• Extracted material:
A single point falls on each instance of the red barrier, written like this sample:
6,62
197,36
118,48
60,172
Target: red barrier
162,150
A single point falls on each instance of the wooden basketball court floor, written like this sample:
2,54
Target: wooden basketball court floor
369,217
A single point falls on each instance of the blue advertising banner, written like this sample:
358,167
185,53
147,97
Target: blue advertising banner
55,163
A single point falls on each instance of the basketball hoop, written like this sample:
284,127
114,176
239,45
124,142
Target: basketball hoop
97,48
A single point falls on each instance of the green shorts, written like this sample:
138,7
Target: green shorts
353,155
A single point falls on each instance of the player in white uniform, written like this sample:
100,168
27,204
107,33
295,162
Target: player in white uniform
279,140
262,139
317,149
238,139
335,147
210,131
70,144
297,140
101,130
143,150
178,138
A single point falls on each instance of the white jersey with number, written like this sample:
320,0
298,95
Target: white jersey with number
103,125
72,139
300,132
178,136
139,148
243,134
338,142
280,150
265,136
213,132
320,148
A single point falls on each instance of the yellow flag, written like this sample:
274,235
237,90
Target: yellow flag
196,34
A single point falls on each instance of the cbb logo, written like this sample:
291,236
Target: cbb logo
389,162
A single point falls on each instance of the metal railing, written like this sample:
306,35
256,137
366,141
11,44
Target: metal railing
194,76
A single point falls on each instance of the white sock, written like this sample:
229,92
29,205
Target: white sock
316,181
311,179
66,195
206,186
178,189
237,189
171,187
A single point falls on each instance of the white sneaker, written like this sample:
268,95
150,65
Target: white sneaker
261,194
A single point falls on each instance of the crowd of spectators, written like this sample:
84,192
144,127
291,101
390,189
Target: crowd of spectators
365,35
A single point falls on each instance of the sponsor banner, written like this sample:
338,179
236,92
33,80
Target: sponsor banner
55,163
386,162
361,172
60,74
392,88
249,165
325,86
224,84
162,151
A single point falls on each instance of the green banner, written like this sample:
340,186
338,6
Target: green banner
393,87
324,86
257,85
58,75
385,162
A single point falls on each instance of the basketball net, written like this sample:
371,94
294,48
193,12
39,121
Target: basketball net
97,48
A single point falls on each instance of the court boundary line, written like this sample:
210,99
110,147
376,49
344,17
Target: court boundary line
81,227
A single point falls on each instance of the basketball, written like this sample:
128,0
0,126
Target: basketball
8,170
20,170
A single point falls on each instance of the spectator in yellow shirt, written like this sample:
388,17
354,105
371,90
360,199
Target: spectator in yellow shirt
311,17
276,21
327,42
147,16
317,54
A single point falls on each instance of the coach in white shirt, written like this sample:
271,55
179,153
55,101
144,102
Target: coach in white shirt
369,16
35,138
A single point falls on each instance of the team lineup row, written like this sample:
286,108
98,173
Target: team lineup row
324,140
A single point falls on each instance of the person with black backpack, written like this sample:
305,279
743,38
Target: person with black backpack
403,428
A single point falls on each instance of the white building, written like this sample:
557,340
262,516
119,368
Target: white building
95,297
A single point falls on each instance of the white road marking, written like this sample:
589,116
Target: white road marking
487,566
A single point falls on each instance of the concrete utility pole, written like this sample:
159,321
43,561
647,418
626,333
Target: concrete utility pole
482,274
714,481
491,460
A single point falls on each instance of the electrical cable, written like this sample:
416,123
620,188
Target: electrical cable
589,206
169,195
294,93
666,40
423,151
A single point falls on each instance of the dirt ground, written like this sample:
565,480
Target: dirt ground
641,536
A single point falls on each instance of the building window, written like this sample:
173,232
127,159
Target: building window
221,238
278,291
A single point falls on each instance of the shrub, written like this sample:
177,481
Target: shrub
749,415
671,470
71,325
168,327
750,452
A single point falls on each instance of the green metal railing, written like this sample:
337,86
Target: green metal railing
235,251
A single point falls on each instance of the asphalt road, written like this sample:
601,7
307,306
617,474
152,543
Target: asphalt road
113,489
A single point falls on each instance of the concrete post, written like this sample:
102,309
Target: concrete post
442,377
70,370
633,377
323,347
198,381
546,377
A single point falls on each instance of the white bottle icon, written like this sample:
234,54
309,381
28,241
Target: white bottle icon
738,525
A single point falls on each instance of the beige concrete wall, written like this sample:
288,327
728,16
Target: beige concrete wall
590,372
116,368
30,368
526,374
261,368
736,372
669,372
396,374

==

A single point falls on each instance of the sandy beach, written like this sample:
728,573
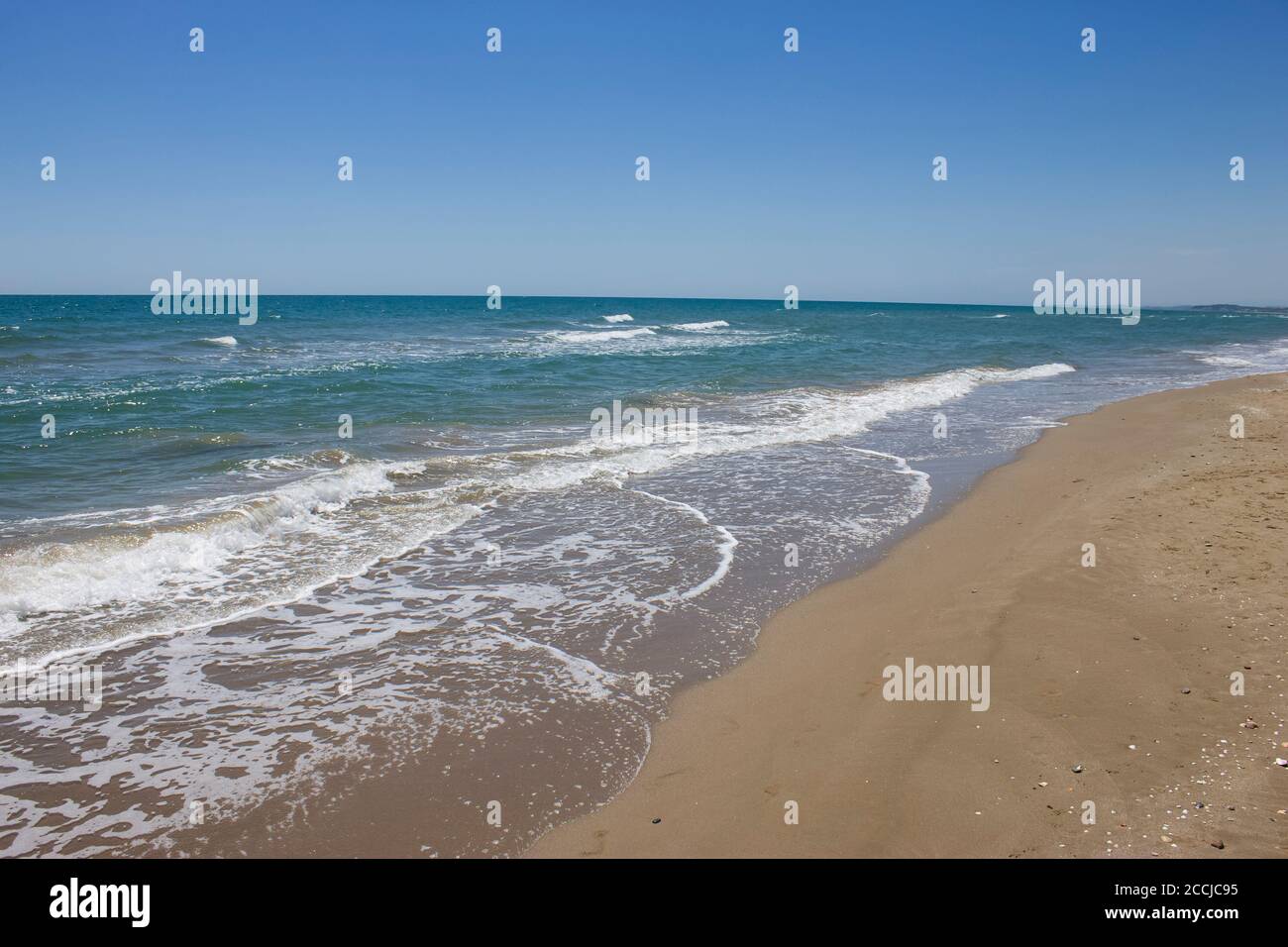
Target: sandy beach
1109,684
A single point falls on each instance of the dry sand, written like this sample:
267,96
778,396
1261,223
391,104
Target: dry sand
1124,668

• Exercise aim: The answer is the lines above between the line holding "Target: asphalt road" and the line holding "A single point falls on each instance of the beige", inclusive, each written out exactly, and no others.

• Exercise output:
Target: asphalt road
113,489
A single point falls on each instance of the concrete post, written like this sample:
102,309
Target: concrete post
442,377
70,370
633,377
323,347
198,381
546,377
A single point falls on each instance of the white bottle icon, written like this sample:
234,54
309,381
28,241
Target: white bottle icon
738,525
A single point falls on each instance of the beige concrete wall, written like this sample:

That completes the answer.